How many lines of the rows below contain the string 'single', with case counting? Reply with the number alone.

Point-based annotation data
>> begin
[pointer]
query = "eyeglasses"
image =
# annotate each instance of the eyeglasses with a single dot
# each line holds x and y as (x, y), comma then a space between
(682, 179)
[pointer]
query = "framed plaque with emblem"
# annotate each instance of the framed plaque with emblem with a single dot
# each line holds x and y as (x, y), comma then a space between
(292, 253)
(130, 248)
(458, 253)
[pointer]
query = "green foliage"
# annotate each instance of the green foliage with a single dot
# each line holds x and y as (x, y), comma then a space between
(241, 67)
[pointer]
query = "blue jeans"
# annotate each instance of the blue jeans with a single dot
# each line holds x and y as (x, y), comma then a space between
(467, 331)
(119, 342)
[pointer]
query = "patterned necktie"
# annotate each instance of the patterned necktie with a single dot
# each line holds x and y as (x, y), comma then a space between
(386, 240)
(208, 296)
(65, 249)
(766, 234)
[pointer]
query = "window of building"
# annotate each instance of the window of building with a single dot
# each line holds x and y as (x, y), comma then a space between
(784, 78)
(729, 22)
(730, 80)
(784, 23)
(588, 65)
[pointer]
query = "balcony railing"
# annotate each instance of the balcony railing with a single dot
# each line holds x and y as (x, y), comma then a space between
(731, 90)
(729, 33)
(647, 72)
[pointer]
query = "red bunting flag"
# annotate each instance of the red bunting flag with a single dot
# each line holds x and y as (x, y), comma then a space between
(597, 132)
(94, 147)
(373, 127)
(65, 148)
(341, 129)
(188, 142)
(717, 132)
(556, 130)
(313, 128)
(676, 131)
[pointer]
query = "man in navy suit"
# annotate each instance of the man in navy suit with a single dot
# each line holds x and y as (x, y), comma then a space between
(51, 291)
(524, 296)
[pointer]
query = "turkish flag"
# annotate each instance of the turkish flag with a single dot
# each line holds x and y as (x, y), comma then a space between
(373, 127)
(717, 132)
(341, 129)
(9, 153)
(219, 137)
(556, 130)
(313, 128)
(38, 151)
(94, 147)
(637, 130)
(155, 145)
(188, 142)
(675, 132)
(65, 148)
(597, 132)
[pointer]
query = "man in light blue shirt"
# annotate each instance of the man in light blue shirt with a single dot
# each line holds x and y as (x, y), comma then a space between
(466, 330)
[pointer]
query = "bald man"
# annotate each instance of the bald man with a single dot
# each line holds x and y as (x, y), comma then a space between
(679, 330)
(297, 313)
>> end
§ **Response for this exercise**
12